### Requirements
Change every "empty shelf" in the lines of these items to "bare shelf", keep everything else the same, and leave the pictures out of your answer.

##### Raw records

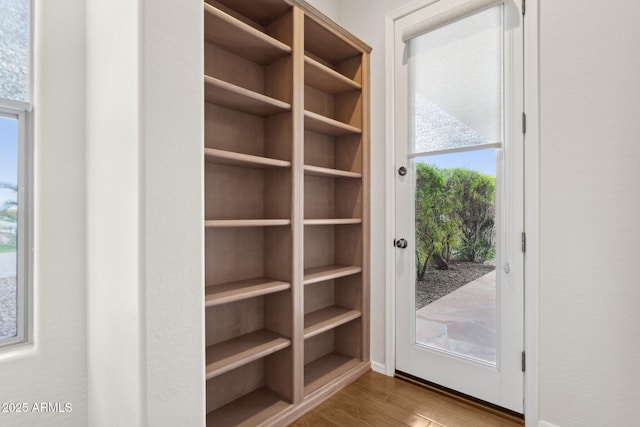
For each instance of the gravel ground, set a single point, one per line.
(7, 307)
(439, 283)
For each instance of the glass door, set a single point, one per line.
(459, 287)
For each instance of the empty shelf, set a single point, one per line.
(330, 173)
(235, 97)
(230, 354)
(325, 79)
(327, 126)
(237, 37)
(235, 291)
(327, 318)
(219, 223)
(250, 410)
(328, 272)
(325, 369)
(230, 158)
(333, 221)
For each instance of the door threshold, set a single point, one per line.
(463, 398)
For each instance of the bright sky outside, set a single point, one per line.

##########

### Reply
For each instance of the gravel ground, set a single point, one per line.
(7, 307)
(439, 283)
For each instance of the glass door, set a single point, one per line.
(459, 287)
For each instance of the bare shelf, set a single point, one per line.
(330, 173)
(235, 97)
(230, 354)
(325, 79)
(327, 126)
(237, 37)
(235, 291)
(327, 318)
(219, 223)
(250, 410)
(328, 272)
(325, 369)
(230, 158)
(333, 221)
For each instance of the door threshold, set a single point, one per line.
(463, 398)
For each instance of the bright sky outside, set a single point, one per line.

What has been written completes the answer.